**Exercise prompt**
Your task is to copy each line in the listing that includes the word "bounding".

**Records shown**

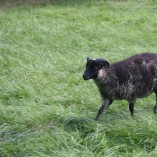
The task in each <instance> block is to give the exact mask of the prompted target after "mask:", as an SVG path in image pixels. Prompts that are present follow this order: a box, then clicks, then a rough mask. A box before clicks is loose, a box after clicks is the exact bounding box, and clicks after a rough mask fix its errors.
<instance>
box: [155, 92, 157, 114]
mask: <svg viewBox="0 0 157 157" xmlns="http://www.w3.org/2000/svg"><path fill="white" fill-rule="evenodd" d="M155 95H156V105H155V106H154V113H157V92H155Z"/></svg>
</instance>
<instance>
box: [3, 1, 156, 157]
mask: <svg viewBox="0 0 157 157" xmlns="http://www.w3.org/2000/svg"><path fill="white" fill-rule="evenodd" d="M10 2H11V0H10ZM8 6H9V9H8V8H7V7H8ZM146 51H150V52H157V3H156V1H132V2H131V1H130V2H128V1H87V0H86V1H84V2H83V3H82V2H81V0H80V1H68V2H65V1H62V3H61V2H60V4H59V2H57V3H55V2H54V1H53V3H51V4H50V3H42V4H41V5H37V6H31V5H29V4H28V5H18V6H16V5H14V6H13V7H11V8H10V3H8V4H6V5H5V4H3V6H1V11H0V157H13V156H14V157H26V156H27V157H31V156H39V157H52V156H54V157H57V156H58V157H62V156H63V157H65V156H67V157H89V156H90V157H99V156H105V157H129V156H130V157H132V156H134V157H136V156H138V157H146V156H156V154H157V115H155V114H154V113H153V107H154V105H155V95H154V94H152V95H151V96H149V97H147V98H145V99H139V100H138V101H137V103H136V108H135V119H132V118H131V117H130V113H129V110H128V105H127V102H125V101H115V102H114V103H113V104H112V105H111V106H110V108H109V109H108V110H107V111H106V112H105V113H104V114H103V115H102V116H101V118H100V121H99V122H97V123H95V122H94V121H93V118H94V117H95V115H96V113H97V111H98V108H99V106H100V103H101V100H100V96H99V93H98V90H97V88H96V86H95V85H94V83H93V82H92V81H89V82H85V81H83V79H82V73H83V71H84V66H85V63H86V56H91V57H93V58H94V57H105V58H106V59H109V60H110V61H111V62H115V61H118V60H122V59H124V58H126V57H129V56H131V55H133V54H135V53H136V52H146Z"/></svg>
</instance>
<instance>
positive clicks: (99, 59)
mask: <svg viewBox="0 0 157 157" xmlns="http://www.w3.org/2000/svg"><path fill="white" fill-rule="evenodd" d="M109 68H110V63H109V62H108V61H107V60H105V59H91V58H90V57H87V64H86V70H85V72H84V74H83V79H84V80H89V79H96V78H97V77H98V73H99V71H100V70H101V69H104V70H107V69H109Z"/></svg>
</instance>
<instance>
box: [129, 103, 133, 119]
mask: <svg viewBox="0 0 157 157" xmlns="http://www.w3.org/2000/svg"><path fill="white" fill-rule="evenodd" d="M129 110H130V113H131V116H133V115H134V103H129Z"/></svg>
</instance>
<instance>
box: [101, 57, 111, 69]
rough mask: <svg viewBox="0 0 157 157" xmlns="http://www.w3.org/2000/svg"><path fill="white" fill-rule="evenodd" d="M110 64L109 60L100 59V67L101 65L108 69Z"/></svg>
mask: <svg viewBox="0 0 157 157" xmlns="http://www.w3.org/2000/svg"><path fill="white" fill-rule="evenodd" d="M110 66H111V64H110V62H109V61H108V60H105V59H103V60H102V61H101V63H100V67H101V68H102V67H104V68H107V69H109V68H110Z"/></svg>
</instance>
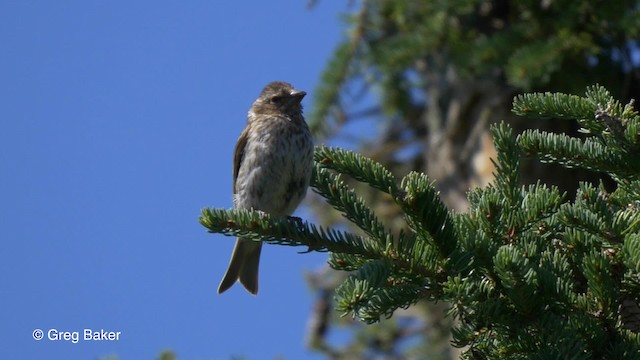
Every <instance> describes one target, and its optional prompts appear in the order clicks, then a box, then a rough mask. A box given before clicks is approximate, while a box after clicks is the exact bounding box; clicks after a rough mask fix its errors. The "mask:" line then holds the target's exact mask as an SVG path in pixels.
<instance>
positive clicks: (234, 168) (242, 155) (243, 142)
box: [233, 126, 250, 194]
mask: <svg viewBox="0 0 640 360" xmlns="http://www.w3.org/2000/svg"><path fill="white" fill-rule="evenodd" d="M249 128H250V126H247V127H246V128H244V130H243V131H242V134H240V137H239V138H238V142H236V148H235V150H234V153H233V193H234V194H235V193H236V180H237V179H238V172H239V171H240V165H241V164H242V158H244V148H245V146H246V145H247V140H248V139H249Z"/></svg>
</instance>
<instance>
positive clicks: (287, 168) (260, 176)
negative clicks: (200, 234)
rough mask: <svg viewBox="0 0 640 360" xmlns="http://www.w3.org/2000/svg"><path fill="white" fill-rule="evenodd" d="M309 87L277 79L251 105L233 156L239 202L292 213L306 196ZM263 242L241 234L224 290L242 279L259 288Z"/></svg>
mask: <svg viewBox="0 0 640 360" xmlns="http://www.w3.org/2000/svg"><path fill="white" fill-rule="evenodd" d="M305 95H306V93H305V92H304V91H300V90H296V89H295V88H294V87H293V86H291V84H289V83H286V82H281V81H274V82H272V83H270V84H269V85H267V86H266V87H265V88H264V89H263V90H262V93H261V94H260V96H258V98H257V99H256V101H255V102H254V103H253V105H252V106H251V109H250V110H249V116H248V120H247V126H246V127H245V128H244V131H242V134H240V138H238V142H237V143H236V148H235V152H234V156H233V194H234V195H233V204H234V207H235V208H236V209H254V210H260V211H263V212H265V213H269V214H271V215H272V216H287V215H291V214H292V213H293V211H294V210H295V209H296V207H298V205H299V204H300V202H301V201H302V199H303V198H304V196H305V194H306V192H307V187H308V186H309V179H310V177H311V171H312V168H313V139H312V138H311V133H310V132H309V127H308V126H307V123H305V121H304V117H303V116H302V104H301V101H302V98H303V97H304V96H305ZM261 249H262V243H261V242H256V241H251V240H247V239H242V238H238V240H236V245H235V247H234V249H233V254H232V255H231V261H230V262H229V268H228V269H227V272H226V274H225V275H224V278H222V281H221V282H220V285H219V286H218V293H219V294H221V293H223V292H224V291H226V290H227V289H229V288H230V287H231V286H232V285H233V284H235V282H236V281H237V280H240V283H242V285H244V287H245V288H246V289H247V290H248V291H249V292H250V293H252V294H254V295H256V294H257V293H258V267H259V263H260V250H261Z"/></svg>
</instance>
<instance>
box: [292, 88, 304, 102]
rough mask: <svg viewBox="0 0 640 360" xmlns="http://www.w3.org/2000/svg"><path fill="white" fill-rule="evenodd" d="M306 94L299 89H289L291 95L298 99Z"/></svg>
mask: <svg viewBox="0 0 640 360" xmlns="http://www.w3.org/2000/svg"><path fill="white" fill-rule="evenodd" d="M305 95H307V93H306V92H304V91H300V90H291V97H292V98H295V99H297V100H298V101H302V98H303V97H304V96H305Z"/></svg>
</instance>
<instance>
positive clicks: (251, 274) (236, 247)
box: [218, 238, 262, 295]
mask: <svg viewBox="0 0 640 360" xmlns="http://www.w3.org/2000/svg"><path fill="white" fill-rule="evenodd" d="M261 250H262V243H261V242H257V241H251V240H247V239H242V238H238V240H236V246H235V247H234V248H233V254H231V261H229V267H228V268H227V272H226V273H225V274H224V277H223V278H222V281H221V282H220V285H219V286H218V294H222V293H223V292H225V291H227V289H229V288H230V287H231V286H233V284H235V283H236V281H237V280H240V283H242V285H244V287H245V289H247V291H249V292H250V293H252V294H253V295H256V294H257V293H258V268H259V265H260V251H261Z"/></svg>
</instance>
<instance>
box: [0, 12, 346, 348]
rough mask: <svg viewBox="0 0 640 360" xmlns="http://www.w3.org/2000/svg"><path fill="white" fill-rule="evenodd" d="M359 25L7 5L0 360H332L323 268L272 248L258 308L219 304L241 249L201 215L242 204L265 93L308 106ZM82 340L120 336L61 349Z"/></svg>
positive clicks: (309, 262) (307, 258)
mask: <svg viewBox="0 0 640 360" xmlns="http://www.w3.org/2000/svg"><path fill="white" fill-rule="evenodd" d="M345 10H348V6H347V5H346V3H345V2H343V1H320V2H319V4H318V6H317V7H316V8H314V9H313V10H309V9H307V8H306V2H305V1H304V0H295V1H294V0H289V1H273V2H251V3H248V2H240V1H238V2H232V1H228V2H214V1H185V2H177V1H88V0H79V1H26V0H24V1H3V2H1V3H0V46H1V48H2V51H1V52H0V81H1V83H2V85H1V86H0V98H1V99H2V100H1V101H0V122H1V125H2V126H1V130H0V146H1V147H2V149H1V151H0V167H1V168H2V183H1V184H2V186H1V187H0V199H1V201H0V238H1V239H2V244H3V245H4V249H3V250H2V251H1V252H0V274H1V275H0V276H2V284H1V286H0V297H1V298H2V302H1V305H0V309H1V310H0V315H1V319H2V320H1V321H0V324H1V325H0V339H2V340H1V341H0V343H2V344H3V346H2V347H0V357H2V358H7V359H36V358H39V359H92V358H93V359H95V358H98V357H100V356H106V355H118V356H119V358H120V359H151V358H154V357H155V356H157V355H158V354H159V353H160V351H161V350H163V349H167V348H170V349H173V350H174V351H175V352H176V353H177V354H178V356H179V357H180V358H181V359H228V358H230V357H231V356H232V355H241V356H247V357H249V358H253V359H265V358H274V357H276V356H279V355H282V356H285V357H286V358H289V359H301V358H312V359H313V358H319V357H318V356H317V355H312V354H310V353H308V352H307V350H306V348H305V345H304V333H305V326H306V322H307V316H308V314H309V311H310V309H311V306H312V301H313V294H312V293H311V292H310V291H309V289H308V288H307V287H306V284H305V282H304V280H303V273H304V272H305V271H311V270H314V269H316V268H318V267H320V266H322V264H323V263H324V262H325V260H326V254H306V255H299V254H297V251H298V250H299V249H295V248H286V247H276V246H267V247H265V249H264V250H263V257H262V262H261V277H260V280H261V286H260V294H259V296H257V297H253V296H251V295H249V294H248V293H247V292H245V291H244V289H242V287H241V286H239V285H236V286H235V287H234V288H232V289H231V290H230V291H228V292H227V293H225V294H224V295H223V296H219V295H217V294H216V288H217V285H218V282H219V280H220V279H221V277H222V275H223V273H224V270H225V268H226V266H227V263H228V259H229V256H230V253H231V249H232V247H233V242H234V240H233V239H232V238H226V237H223V236H221V235H212V234H208V233H206V231H205V230H204V228H202V227H201V226H200V225H199V224H198V215H199V213H200V209H201V208H203V207H208V206H213V207H224V208H228V207H231V194H230V192H231V180H232V179H231V169H232V164H231V162H232V154H233V147H234V144H235V140H236V139H237V137H238V135H239V134H240V132H241V130H242V128H243V127H244V125H245V121H246V113H247V110H248V109H249V106H250V105H251V103H252V102H253V100H254V99H255V97H256V96H257V95H258V94H259V92H260V90H261V89H262V87H263V86H264V85H266V84H267V83H268V82H269V81H272V80H285V81H289V82H291V83H293V84H294V85H295V86H296V87H298V88H299V89H303V90H305V91H307V92H308V93H309V95H308V96H307V98H306V99H305V101H304V104H305V106H306V108H307V110H308V109H309V105H310V104H311V100H312V99H313V95H314V94H313V89H314V87H315V85H316V84H317V82H318V81H319V77H320V73H321V71H322V70H323V69H324V66H325V65H326V61H327V60H328V58H329V56H330V55H331V53H332V51H333V49H334V47H335V45H336V44H337V43H338V41H339V40H340V39H341V38H342V36H344V34H343V31H344V27H343V26H342V24H341V22H340V21H339V14H340V13H341V12H342V11H345ZM303 214H304V212H303ZM312 220H313V219H312ZM36 328H39V329H42V330H44V331H45V339H44V340H42V341H35V340H34V339H33V338H32V332H33V330H34V329H36ZM85 328H90V329H93V330H98V331H99V330H100V329H105V330H108V331H120V332H121V333H122V335H121V339H120V340H119V341H111V342H108V341H102V342H87V341H79V342H78V343H77V344H73V343H71V342H68V341H50V340H47V334H46V333H47V332H48V330H49V329H57V330H60V331H72V332H73V331H80V332H82V331H83V329H85Z"/></svg>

**Result below**
The task in each <instance> block is to give the exact mask of the prompted target after "mask:", as an SVG path in image pixels. Prompts that are present follow this order: a box, then clicks, then a rough mask. A box before clicks is loose, a box after clicks is the exact bounding box, and clicks after a rough mask fix its errors.
Every <instance> describes one target, and its optional prompts appear in the order clicks, then a box, then a rough mask. A box given before clicks is approximate, while a box after clicks is the exact bounding box; clicks after a rough mask fix its errors. The "mask:" line then holds the target's exact mask as an SVG path in pixels.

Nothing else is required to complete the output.